◆ Input material

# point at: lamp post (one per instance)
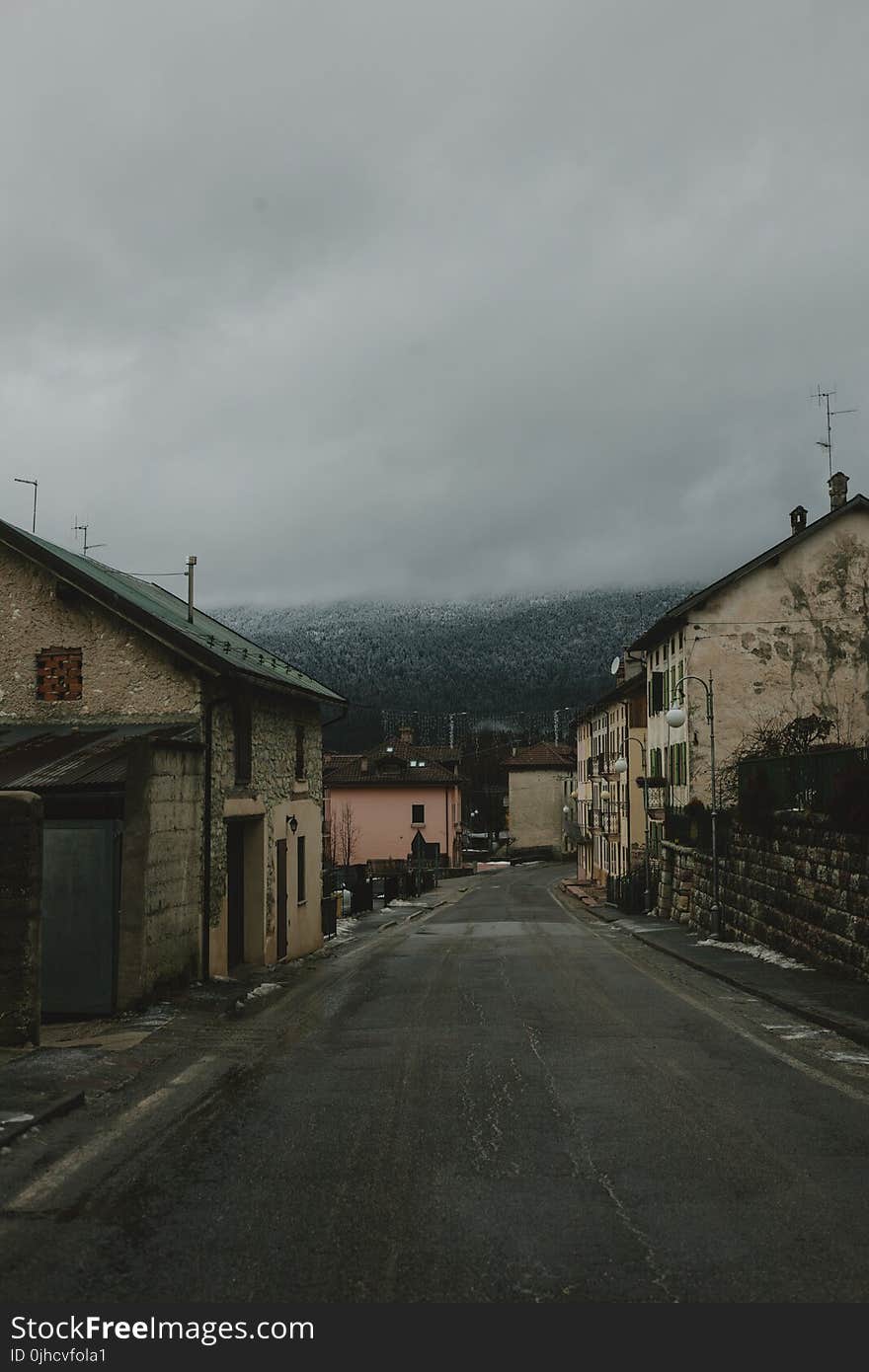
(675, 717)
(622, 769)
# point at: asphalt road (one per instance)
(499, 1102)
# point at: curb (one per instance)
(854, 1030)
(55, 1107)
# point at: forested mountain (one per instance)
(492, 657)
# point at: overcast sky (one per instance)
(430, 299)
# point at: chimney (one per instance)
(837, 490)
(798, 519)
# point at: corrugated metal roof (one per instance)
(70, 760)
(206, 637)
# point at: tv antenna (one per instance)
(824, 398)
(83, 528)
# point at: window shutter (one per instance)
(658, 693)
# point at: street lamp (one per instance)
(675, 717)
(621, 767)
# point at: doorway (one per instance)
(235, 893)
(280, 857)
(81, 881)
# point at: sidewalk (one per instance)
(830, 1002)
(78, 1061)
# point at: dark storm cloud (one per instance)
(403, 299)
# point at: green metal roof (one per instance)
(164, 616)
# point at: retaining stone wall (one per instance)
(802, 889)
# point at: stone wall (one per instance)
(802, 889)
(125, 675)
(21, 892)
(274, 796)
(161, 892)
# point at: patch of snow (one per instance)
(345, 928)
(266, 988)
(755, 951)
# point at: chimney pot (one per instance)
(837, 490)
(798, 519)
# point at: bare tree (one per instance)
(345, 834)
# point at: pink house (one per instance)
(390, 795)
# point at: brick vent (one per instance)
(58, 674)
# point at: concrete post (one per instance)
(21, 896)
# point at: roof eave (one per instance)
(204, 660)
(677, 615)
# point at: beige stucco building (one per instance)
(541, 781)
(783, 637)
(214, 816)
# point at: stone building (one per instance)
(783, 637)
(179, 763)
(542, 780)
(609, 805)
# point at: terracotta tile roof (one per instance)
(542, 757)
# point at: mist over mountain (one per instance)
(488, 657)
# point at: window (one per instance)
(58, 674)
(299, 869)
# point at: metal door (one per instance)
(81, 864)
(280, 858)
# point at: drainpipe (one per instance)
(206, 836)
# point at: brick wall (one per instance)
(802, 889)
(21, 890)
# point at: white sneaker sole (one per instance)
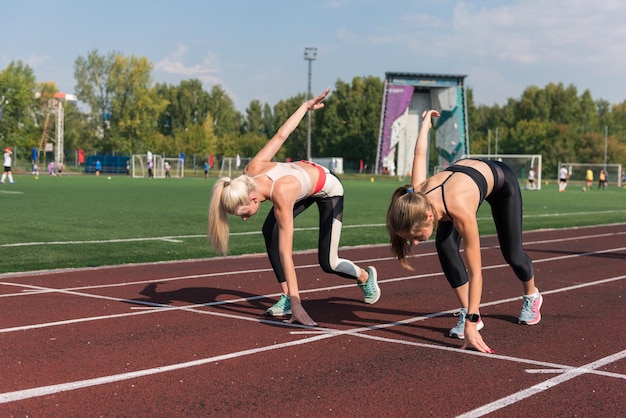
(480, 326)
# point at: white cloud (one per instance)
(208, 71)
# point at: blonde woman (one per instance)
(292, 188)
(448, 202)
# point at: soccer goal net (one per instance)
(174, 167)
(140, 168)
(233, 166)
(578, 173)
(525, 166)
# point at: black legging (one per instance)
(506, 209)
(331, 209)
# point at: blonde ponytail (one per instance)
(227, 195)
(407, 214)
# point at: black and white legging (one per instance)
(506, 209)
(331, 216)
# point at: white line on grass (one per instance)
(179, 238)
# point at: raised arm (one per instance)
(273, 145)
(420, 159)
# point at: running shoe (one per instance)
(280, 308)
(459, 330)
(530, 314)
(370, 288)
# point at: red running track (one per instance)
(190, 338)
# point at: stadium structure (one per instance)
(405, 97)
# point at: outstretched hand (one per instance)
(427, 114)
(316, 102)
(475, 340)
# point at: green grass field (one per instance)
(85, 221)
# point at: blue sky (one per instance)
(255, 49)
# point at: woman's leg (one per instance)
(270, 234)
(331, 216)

◆ Work required
Copy out all of the data above word for word, but leave out the pictures.

◆ Response to the exercise
# point at: lamp post (one per instance)
(675, 717)
(622, 769)
# point at: asphalt road (one per instance)
(499, 1102)
# point at: curb (one per instance)
(854, 1030)
(55, 1107)
# point at: forested mountain (one per instance)
(492, 657)
# point at: overcast sky (one per instance)
(430, 299)
# point at: chimney (one per instance)
(837, 490)
(798, 519)
# point at: corrugated metal roof (one per instance)
(70, 760)
(206, 637)
# point at: tv antenna (one per instance)
(824, 398)
(83, 528)
# point at: window shutter (one per instance)
(658, 693)
# point at: street lamp (one per instance)
(675, 717)
(621, 767)
# point at: doorway (one per instance)
(235, 893)
(280, 857)
(81, 881)
# point at: sidewalk (one per instance)
(830, 1002)
(78, 1061)
# point at: dark storm cloud (one per instance)
(403, 299)
# point at: green metal roof (one per instance)
(164, 616)
# point at: retaining stone wall (one per instance)
(802, 889)
# point at: stone wall (one per instance)
(802, 889)
(125, 675)
(21, 892)
(274, 796)
(161, 892)
# point at: patch of snow (one per instance)
(345, 928)
(266, 988)
(755, 951)
# point at: chimney pot (one per instance)
(837, 490)
(798, 519)
# point at: bare tree (one per instance)
(345, 834)
# point at: pink house (one per instance)
(390, 795)
# point at: brick vent (one per instance)
(58, 674)
# point at: concrete post (one per instance)
(21, 896)
# point at: roof eave (one per instance)
(204, 660)
(677, 615)
# point at: beige stucco building (one per instance)
(541, 781)
(783, 637)
(214, 816)
# point at: stone building (one per instance)
(783, 637)
(179, 763)
(542, 780)
(609, 805)
# point at: terracotta tile roof (one per instance)
(542, 757)
# point at: mist over mountain (one per instance)
(488, 657)
# point at: window (one per instance)
(58, 674)
(299, 869)
# point at: metal door (one per instance)
(81, 864)
(280, 858)
# point at: drainpipe (one per instance)
(206, 836)
# point at: brick wall (one per instance)
(802, 889)
(21, 890)
# point at: white sneaker sole (one per instance)
(480, 326)
# point at: white cloud (one per instance)
(208, 71)
# point at: blonde woman (one per instance)
(292, 188)
(448, 202)
# point at: soccer goal net (one per instance)
(174, 167)
(140, 168)
(233, 166)
(578, 173)
(525, 166)
# point at: black legging (one per instance)
(506, 209)
(331, 209)
# point at: blonde ponytail (one per instance)
(227, 195)
(407, 214)
# point at: black and white legging (one per instance)
(506, 209)
(331, 216)
# point at: white line on grass (one per instance)
(179, 238)
# point at: raised arm (one per instance)
(273, 145)
(420, 159)
# point at: running shoe (one per instance)
(280, 308)
(459, 330)
(530, 314)
(370, 288)
# point at: red running track (one per instance)
(190, 338)
# point at: stadium structure (one per instance)
(405, 97)
# point at: outstretched hand (one per instance)
(427, 114)
(316, 102)
(475, 340)
# point at: green grass field (one per instance)
(85, 221)
# point at: blue sky (one per instance)
(255, 49)
# point at: woman's leg (one per instance)
(270, 234)
(331, 216)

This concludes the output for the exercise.